Give the data again word for word; drop the pictures.

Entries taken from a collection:

----------------

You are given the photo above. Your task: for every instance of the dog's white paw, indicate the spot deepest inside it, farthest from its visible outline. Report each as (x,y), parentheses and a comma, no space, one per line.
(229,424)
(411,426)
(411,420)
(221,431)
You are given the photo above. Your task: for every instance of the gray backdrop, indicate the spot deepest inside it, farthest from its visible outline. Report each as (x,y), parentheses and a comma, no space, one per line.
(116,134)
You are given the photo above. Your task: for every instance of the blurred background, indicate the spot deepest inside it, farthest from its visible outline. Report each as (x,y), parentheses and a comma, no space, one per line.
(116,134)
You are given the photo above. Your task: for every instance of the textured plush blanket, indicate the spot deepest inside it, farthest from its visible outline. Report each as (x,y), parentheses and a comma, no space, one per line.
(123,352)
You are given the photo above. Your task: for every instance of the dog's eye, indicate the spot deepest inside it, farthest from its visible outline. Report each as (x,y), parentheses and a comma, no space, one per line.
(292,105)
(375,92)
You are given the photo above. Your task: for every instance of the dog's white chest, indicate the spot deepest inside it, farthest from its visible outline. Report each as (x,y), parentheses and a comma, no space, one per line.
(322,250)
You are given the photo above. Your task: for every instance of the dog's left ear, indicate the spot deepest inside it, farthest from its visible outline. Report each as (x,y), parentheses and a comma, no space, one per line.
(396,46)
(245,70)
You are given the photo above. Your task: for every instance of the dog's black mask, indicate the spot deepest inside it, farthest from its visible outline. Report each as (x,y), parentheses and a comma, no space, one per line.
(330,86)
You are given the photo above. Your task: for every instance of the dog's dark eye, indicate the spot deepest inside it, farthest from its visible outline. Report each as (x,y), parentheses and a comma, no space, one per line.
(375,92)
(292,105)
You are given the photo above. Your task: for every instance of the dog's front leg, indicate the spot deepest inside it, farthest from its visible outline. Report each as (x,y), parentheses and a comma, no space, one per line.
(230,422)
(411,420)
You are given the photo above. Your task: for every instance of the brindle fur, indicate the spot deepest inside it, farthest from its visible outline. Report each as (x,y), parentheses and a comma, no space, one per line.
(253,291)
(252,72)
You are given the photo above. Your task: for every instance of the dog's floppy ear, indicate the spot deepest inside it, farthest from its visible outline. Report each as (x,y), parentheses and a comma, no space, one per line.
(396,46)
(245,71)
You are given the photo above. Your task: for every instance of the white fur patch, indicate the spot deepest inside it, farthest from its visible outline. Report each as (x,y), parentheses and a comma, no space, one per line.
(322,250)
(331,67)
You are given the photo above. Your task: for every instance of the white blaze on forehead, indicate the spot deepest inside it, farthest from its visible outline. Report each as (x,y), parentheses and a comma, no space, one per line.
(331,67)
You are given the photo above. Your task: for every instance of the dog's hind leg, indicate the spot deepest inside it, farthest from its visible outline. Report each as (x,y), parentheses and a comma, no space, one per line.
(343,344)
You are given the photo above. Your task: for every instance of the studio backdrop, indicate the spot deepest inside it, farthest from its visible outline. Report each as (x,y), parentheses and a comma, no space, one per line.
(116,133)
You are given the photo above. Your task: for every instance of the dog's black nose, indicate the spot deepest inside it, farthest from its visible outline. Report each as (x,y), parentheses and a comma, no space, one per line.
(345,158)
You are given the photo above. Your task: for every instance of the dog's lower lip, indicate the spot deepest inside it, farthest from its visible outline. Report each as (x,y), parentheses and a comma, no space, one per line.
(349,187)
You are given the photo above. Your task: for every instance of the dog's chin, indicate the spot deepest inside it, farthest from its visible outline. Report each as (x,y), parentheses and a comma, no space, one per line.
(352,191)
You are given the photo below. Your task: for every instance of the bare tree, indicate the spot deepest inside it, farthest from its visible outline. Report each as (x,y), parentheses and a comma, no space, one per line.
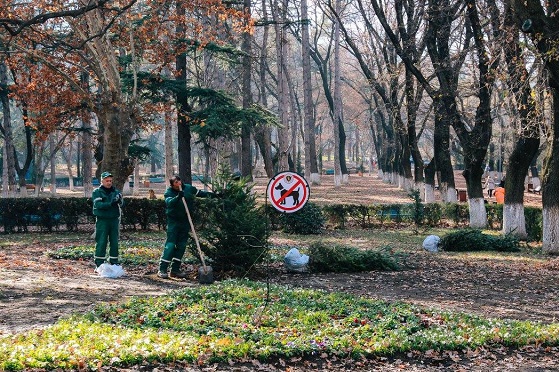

----------------

■ YOUR SOLUTION:
You are given the photo above. Your task: for every instance of the dog's white paw, indicate the spot deepest inside it, farthest from its visible outline. Report each as (x,y), parentheses and a comma, no space, one per line.
(229,424)
(411,426)
(411,420)
(221,431)
You are given the photo above. Your task: for every instance of the gray backdrop, indicate the spot deepest inside it, farthest from its visible outline. Report each as (x,y), parentheses and a comma, no space, one per line.
(116,134)
You are given the photo above. Your task: for every instance of the blurred background, indicate the spot deepest inside it, farthest from its visible outline. Report each as (x,y), parentheses and a comma, no space, one per line.
(116,134)
You are given the photo above. Your task: for every instance of the textured plush blanket, indicate the spot deepest inside it, farthest from its visible outline. Report each as (x,y), parentheses and a comma, no space, one per line.
(123,352)
You are given the photo above. Your task: for every instance of the dog's eye, indicate the spot deepest inside it, farthest from its visible outline. Report each as (x,y), parentheses and a comma, no space, one per line.
(292,105)
(375,92)
You are given the photo above. Your task: for every instance of the dog's white chest, indicate the spot deepest inside it, farthest from its visible outline. Report each as (x,y), parentheses and a comma, no space, one per line.
(322,250)
You are given the photo above. Your task: for every instance of the dog's left ear, indicate the spot deepest inside it, farthest from its visible outline. Report each as (x,y), parentheses and a comma, no space, one per line.
(396,46)
(245,70)
You are given the photo above. Your task: for every instance of the dog's black mask, indicate the spot deepest inside it, farthest from its visible outline. Report each as (x,y), parentheses and a comma, no space, one per line.
(330,86)
You are given the photo above. Your task: for every instance of the dog's dark eye, indicate the spot deepest inside it, farthest from its visible outline. Report each as (x,y), parentheses and a comma, no space, one per line.
(375,92)
(292,105)
You are given the photo above. Your task: for every instance of the dog's front leg, indicate the spot deepest inside it, farthest from its visible outline. Report each as (x,y), parentheses and a comma, no space, one per line.
(230,422)
(411,420)
You are given the photo above. Your task: for every instance of the brindle fur, indicate the spot deepest inside it, farthest from its visible outline. Report each as (x,y), parentheses and a comma, no space, one per line.
(253,291)
(252,72)
You are given the photo above. Your task: for every instance of the dog's floppy ear, indicate the spot deepest inside it, farthest from its visible outline. Report each as (x,y), parentheses and a comma, no space, one per line.
(396,46)
(245,71)
You are given the photo above. Your task: for every instance of the white fur patch, indicate the spot deepest inside it, farthest from its visible outline. Report each as (x,y), parentheses and a comma, no space, one per line.
(322,250)
(331,67)
You are given the photo above. Your task: for every instance of the white blaze on forehead, indicate the spot deepest inside it, farthest from its visible outline. Report each as (x,y), parentheses and a comma, no space, one per line.
(331,67)
You are given the photo above. Your task: for every instance of the dog's hind leg, indicate the spot deepest inside it, farthest from its visible outline. Report each as (x,y), parentheses and a comma, no space, one per line.
(343,344)
You are given the photo above. Your task: for every instance of the studio backdrop, indicate the spot deepest inside it, farthest from its visible outline. Report each as (x,y), parentheses and a comma, no space, one per line.
(116,133)
You are given the photo above. Your task: for every instance of the dog's black nose, indicate the spot deepest inside it, farthest from its visible outline. Report each as (x,y), parentheses and a comma, no space, one per line.
(345,158)
You are given the photo above. Your task: for every instance of the dog's lower lip, indicate the spot deepest inside it, farthest from its visible outline. Report each as (x,y), parentheses and a comma, no space, one per line.
(349,187)
You are given the photo above. Your task: for every instance of the dog's chin, indicate the spot deepest inside it, farthest from its visible outline. Report each as (x,y), parentheses and a comma, no space, one per line.
(352,191)
You are given the photo below. Your task: for every instance of the bare tree, indicate the spot deepest inside it, farthest from its visible outline. Report each as (x,y), parentheses and a comma, no space, one per line.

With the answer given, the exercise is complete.